### Prompt 1:
Reproduce the passage of the article on Chipotle's digital sales from "For restaurants —" up to and including "to $776.4 million.", swapping "digital sales" for "online sales" throughout.
### Prompt 2:
Name each percentage given as a number in the article on Chipotle's digital sales.

Chipotle’s Online Ordering Surge Bodes Well For Restaurants’ Digital Efforts

Chipotle Mexican Grill app

For restaurants — quick-service restaurants, especially — three Ds are powering sales: delivery, digitally, dining at home.

To that end, Chipotle Mexican Grill posted digital sales that were up more than 202 percent year over year to $776.4 million.

That was nearly half of the company’s top line for the quarter at $1.6 billion.

And drilling into the most recent results, roughly half of the digital sales (i.e., about a quarter of the consolidated top line) were done through delivery, and the remainder came from order-ahead transactions.

Part of that great digital shift is tied to the fact that the company has a decidedly sticky relationship with the 17 million members enrolled in its rewards program.

“A reduction of dine-in services, more people working from home, increased advertising and digital awareness, recent partnerships with Uber Eats and Grubhub and expanded digital capabilities into Canada all have helped attract new customers into our digital ecosystem while increasing convenient access to Chipotle,” Chairman and CEO Brian Niccol said on an earnings call with analysts.

As Niccol said, in further discussion about the rewards program, “we’re seeing an increase in frequency across the board with consumers resulting in an extremely strong return on investment.” He added that the loyalty program exists as “a valuable tool to understand consumer behavior that will allow us to enhance their journeys and ultimately drive higher sales. We can also utilize these learnings to reengage members if their visits decline, which should efficiently sustain the stickiness of our digital platform.”

The huge uptick in the digital sales and the strong contribution to Chipotle’s top line speaks volumes about how much consumer behavior has changed in the wake of the pandemic, and how entrenched that changed behavior has become (and will stay). The delivery industry, after all, has been growing by double-digit percentages year over year.

The most recent PYMNTS study on consumer behavior, titled “The Emerging Post-COVID-19 Consumer: Mapping The Evolution Of Consumers’ Shifting Payment Preferences,” shows that, among nearly 2,000 respondents, individuals expect the pandemic’s impact to stretch as long as 374 days before subsiding.

And when it comes to ordering food, an overwhelming percentage of consumers — at more than 80 percent — state that their online ordering habits will remain online (in whole or in part) after the current health crisis subsides, compared to only 19 percent who say they will “revert” back to past behaviors, which would include dining on-premise, with orders taken at the counter.

As the report shows, COVID-19 is also underpinning a pivot toward using food aggregators to order from restaurants and QSRs. PYMNTS research shows that 45.3 percent of consumers who are using food aggregators more now than they did before the pandemic began are doing so because they fear restaurants might be crowded. As many as 22 percent of consumers noted that the aggregator services work “better” than had been seen before the coronavirus, which indicates that tech investments on the part of the companies themselves are paying off.

Interestingly, only 10 percent of those surveyed stated that “lower prices” were a reason they’d been choosing aggregators to order their meals. This shows us that for the time being, the consumer does not especially mind paying up for the digital experience, and for speed.

### Stored data entries:

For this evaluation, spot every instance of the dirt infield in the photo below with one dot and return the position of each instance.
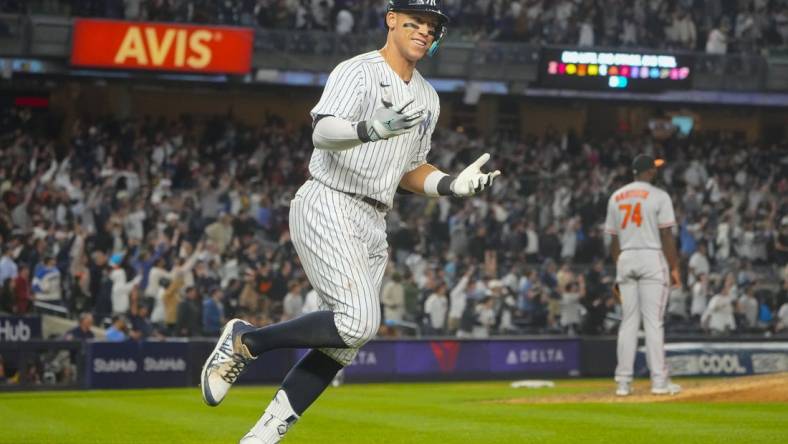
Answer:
(767, 388)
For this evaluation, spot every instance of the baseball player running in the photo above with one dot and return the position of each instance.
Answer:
(371, 130)
(640, 217)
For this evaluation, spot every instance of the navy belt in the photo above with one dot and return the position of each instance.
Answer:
(376, 204)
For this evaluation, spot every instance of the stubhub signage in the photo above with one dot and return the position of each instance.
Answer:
(19, 328)
(132, 364)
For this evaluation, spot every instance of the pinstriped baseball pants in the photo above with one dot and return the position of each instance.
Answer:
(341, 242)
(643, 279)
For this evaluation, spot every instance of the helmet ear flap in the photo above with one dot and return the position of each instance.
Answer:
(435, 44)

### Problem solution 1:
For restaurants — quick-service restaurants, especially — three Ds are powering sales: delivery, digitally, dining at home.

To that end, Chipotle Mexican Grill posted online sales that were up more than 202 percent year over year to $776.4 million.

### Problem solution 2:
202 percent
80 percent
19 percent
45.3 percent
22 percent
10 percent